Source passage:
____

Higher throughput and lower latency: Elastic Cloud Serverless on AWS gets a significant performance boost

We've upgraded the AWS infrastructure for Elasticsearch Serverless to newer, faster hardware. Learn how this massive performance boost delivers faster queries, better scaling, and lower costs.

Free yourself from operations with Elastic Cloud Serverless. Scale automatically, handle load spikes, and focus on building—start a 14-day free trial to test it out yourself!

You can follow these guides to build an AI-Powered search experience or search across business systems and software.

Elastic Cloud Serverless is already the definitive solution for developers who want to build efficient search and AI applications without the operational burden of managing infrastructure. Now, we're taking the performance of your serverless projects to a whole new level.

We've completed a major infrastructure upgrade for all Elastic Cloud Serverless projects running on AWS, migrating to newer, faster hardware. This change has been rolled out to every serverless project automatically. It delivers higher throughput and lower latency for Elasticsearch, Elastic Observability, and Elastic Security serverless projects on AWS.

Key performance benefits for developers

The new AWS hardware infrastructure underpins everything you do with Elastic Cloud Serverless, translating to tangible benefits for your applications' speed and responsiveness.

Reduced query latency… increased throughput

The improved hardware dramatically enhances the speed of compute resources, which means your search queries are processed faster than ever.

  • Search and vector search: Whether you're running traditional full-text queries or using cutting-edge vector search for your generative AI and retrieval-augmented generation (RAG) applications, you'll see a marked decrease in latency. Internal benchmarking showed a 35% average decrease in search latency.
  • Faster indexing: Data ingestion rates are optimized, allowing you to index massive data volumes and complex documents with increased throughput. This is crucial for applications that require near–real-time data visibility. Internal benchmarking showed a 26% average increase in indexing throughput.

____

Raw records
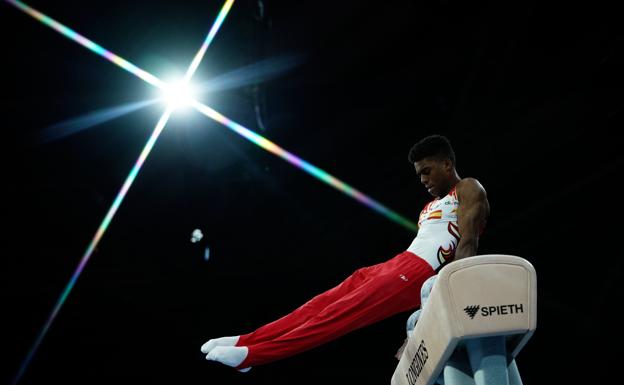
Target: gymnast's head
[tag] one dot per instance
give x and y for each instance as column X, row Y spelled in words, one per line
column 434, row 160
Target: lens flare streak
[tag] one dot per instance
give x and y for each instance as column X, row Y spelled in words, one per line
column 92, row 46
column 96, row 239
column 211, row 34
column 304, row 165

____

Objectives:
(1) Reproduce the Elastic Cloud Serverless article in full, word for word.
(2) Arrange every line of the records as a JSON list of strings, one string per line, with blank lines skipped. Leave the pictures out of the list.
The Elastic Cloud Serverless article and the records were taken from separate sources.

Responses to the tasks:
(1)
Higher throughput and lower latency: Elastic Cloud Serverless on AWS gets a significant performance boost

We've upgraded the AWS infrastructure for Elasticsearch Serverless to newer, faster hardware. Learn how this massive performance boost delivers faster queries, better scaling, and lower costs.

Free yourself from operations with Elastic Cloud Serverless. Scale automatically, handle load spikes, and focus on building—start a 14-day free trial to test it out yourself!

You can follow these guides to build an AI-Powered search experience or search across business systems and software.

Elastic Cloud Serverless is already the definitive solution for developers who want to build efficient search and AI applications without the operational burden of managing infrastructure. Now, we're taking the performance of your serverless projects to a whole new level.

We've completed a major infrastructure upgrade for all Elastic Cloud Serverless projects running on AWS, migrating to newer, faster hardware. This change has been rolled out to every serverless project automatically. It delivers higher throughput and lower latency for Elasticsearch, Elastic Observability, and Elastic Security serverless projects on AWS.

Key performance benefits for developers

The new AWS hardware infrastructure underpins everything you do with Elastic Cloud Serverless, translating to tangible benefits for your applications' speed and responsiveness.

Reduced query latency… increased throughput

The improved hardware dramatically enhances the speed of compute resources, which means your search queries are processed faster than ever.

  • Search and vector search: Whether you're running traditional full-text queries or using cutting-edge vector search for your generative AI and retrieval-augmented generation (RAG) applications, you'll see a marked decrease in latency. Internal benchmarking showed a 35% average decrease in search latency.
  • Faster indexing: Data ingestion rates are optimized, allowing you to index massive data volumes and complex documents with increased throughput. This is crucial for applications that require near–real-time data visibility. Internal benchmarking showed a 26% average increase in indexing throughput.

(2)
[
  "Target: gymnast's head",
  "[tag] one dot per instance",
  "give x and y for each instance as column X, row Y spelled in words, one per line",
  "column 434, row 160",
  "Target: lens flare streak",
  "[tag] one dot per instance",
  "give x and y for each instance as column X, row Y spelled in words, one per line",
  "column 92, row 46",
  "column 96, row 239",
  "column 211, row 34",
  "column 304, row 165"
]